**About this task:** Search the entries below for "tire" and copy each matching line.

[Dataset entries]
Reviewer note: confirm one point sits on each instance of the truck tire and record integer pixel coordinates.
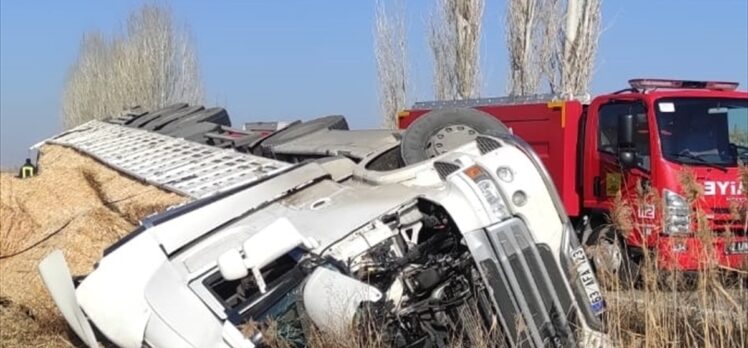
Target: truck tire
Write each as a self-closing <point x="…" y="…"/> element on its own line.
<point x="612" y="259"/>
<point x="443" y="130"/>
<point x="298" y="130"/>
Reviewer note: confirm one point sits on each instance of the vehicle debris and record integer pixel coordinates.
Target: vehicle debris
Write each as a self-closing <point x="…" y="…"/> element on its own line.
<point x="334" y="242"/>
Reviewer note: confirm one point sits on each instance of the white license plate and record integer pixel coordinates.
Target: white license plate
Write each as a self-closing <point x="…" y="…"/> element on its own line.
<point x="737" y="248"/>
<point x="589" y="281"/>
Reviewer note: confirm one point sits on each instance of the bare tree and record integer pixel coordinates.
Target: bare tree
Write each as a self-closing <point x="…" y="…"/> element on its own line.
<point x="454" y="37"/>
<point x="555" y="41"/>
<point x="547" y="43"/>
<point x="581" y="34"/>
<point x="521" y="26"/>
<point x="390" y="52"/>
<point x="152" y="65"/>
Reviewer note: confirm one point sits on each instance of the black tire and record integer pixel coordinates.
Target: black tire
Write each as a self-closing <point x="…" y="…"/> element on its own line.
<point x="628" y="272"/>
<point x="300" y="129"/>
<point x="417" y="139"/>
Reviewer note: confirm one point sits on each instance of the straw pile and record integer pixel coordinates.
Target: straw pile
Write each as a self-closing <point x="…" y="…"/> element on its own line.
<point x="76" y="205"/>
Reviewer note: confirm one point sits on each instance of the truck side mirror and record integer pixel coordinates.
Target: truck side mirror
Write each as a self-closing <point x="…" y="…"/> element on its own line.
<point x="626" y="146"/>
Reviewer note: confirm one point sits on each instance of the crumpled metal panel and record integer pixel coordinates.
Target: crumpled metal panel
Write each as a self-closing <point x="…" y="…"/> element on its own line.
<point x="174" y="164"/>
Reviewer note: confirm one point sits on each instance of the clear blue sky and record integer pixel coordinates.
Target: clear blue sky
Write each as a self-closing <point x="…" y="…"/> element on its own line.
<point x="270" y="60"/>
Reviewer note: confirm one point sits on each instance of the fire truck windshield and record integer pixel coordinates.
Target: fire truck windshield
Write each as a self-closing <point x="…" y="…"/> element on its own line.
<point x="703" y="131"/>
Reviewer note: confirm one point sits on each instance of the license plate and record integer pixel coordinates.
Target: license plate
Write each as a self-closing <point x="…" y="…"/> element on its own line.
<point x="589" y="281"/>
<point x="737" y="248"/>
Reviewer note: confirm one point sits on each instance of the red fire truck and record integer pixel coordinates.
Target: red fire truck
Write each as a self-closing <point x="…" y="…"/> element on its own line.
<point x="636" y="140"/>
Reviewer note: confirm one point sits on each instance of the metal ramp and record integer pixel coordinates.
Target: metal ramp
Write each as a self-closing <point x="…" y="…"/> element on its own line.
<point x="174" y="164"/>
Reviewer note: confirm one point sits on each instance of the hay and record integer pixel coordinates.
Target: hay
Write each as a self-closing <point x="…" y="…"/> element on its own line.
<point x="87" y="206"/>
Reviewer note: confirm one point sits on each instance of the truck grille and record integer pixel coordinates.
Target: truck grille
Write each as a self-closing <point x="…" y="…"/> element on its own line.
<point x="532" y="310"/>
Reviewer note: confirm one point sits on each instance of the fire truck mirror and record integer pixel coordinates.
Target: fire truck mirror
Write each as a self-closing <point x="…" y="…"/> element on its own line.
<point x="626" y="148"/>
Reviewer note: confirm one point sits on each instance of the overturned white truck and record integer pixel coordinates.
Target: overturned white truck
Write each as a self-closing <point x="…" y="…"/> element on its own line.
<point x="475" y="236"/>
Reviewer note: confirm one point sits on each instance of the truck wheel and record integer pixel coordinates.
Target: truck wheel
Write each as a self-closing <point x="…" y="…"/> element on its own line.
<point x="443" y="130"/>
<point x="611" y="257"/>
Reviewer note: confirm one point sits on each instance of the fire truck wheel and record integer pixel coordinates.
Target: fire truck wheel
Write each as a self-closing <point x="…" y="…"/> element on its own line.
<point x="611" y="258"/>
<point x="443" y="130"/>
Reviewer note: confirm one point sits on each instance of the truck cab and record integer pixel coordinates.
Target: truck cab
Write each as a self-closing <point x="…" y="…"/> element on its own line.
<point x="668" y="154"/>
<point x="656" y="145"/>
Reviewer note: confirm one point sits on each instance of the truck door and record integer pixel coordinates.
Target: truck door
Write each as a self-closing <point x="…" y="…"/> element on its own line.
<point x="603" y="171"/>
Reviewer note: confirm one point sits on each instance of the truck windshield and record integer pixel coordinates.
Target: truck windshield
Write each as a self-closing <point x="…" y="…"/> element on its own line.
<point x="704" y="131"/>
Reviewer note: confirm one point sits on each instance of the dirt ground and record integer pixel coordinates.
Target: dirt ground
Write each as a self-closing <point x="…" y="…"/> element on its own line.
<point x="76" y="205"/>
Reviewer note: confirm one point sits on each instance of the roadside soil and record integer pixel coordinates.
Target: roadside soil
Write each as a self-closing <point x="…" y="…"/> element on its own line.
<point x="75" y="204"/>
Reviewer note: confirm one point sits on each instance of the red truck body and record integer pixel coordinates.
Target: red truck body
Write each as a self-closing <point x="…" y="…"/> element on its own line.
<point x="569" y="137"/>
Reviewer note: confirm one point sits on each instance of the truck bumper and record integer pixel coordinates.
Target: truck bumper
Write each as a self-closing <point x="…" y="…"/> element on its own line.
<point x="694" y="253"/>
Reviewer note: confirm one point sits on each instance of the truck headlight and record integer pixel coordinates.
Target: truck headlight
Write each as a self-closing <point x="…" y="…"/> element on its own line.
<point x="677" y="213"/>
<point x="489" y="190"/>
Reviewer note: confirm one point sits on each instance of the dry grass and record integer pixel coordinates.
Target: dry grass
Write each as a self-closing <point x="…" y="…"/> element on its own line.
<point x="85" y="207"/>
<point x="672" y="309"/>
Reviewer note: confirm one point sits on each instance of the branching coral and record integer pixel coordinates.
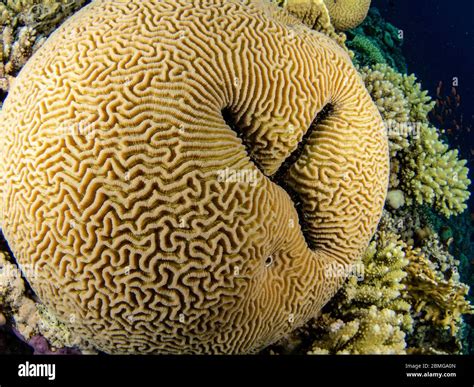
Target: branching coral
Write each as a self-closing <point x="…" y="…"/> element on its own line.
<point x="368" y="315"/>
<point x="117" y="194"/>
<point x="436" y="299"/>
<point x="434" y="175"/>
<point x="346" y="14"/>
<point x="429" y="172"/>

**Response to the exercise:**
Reviewer note: confirm one point sits on each instance of the truck tire and record integer pixel coordinates.
Target: truck tire
Reviewer note: confirm one point sits on each instance of the black tire and record integer pixel coordinates.
Target: black tire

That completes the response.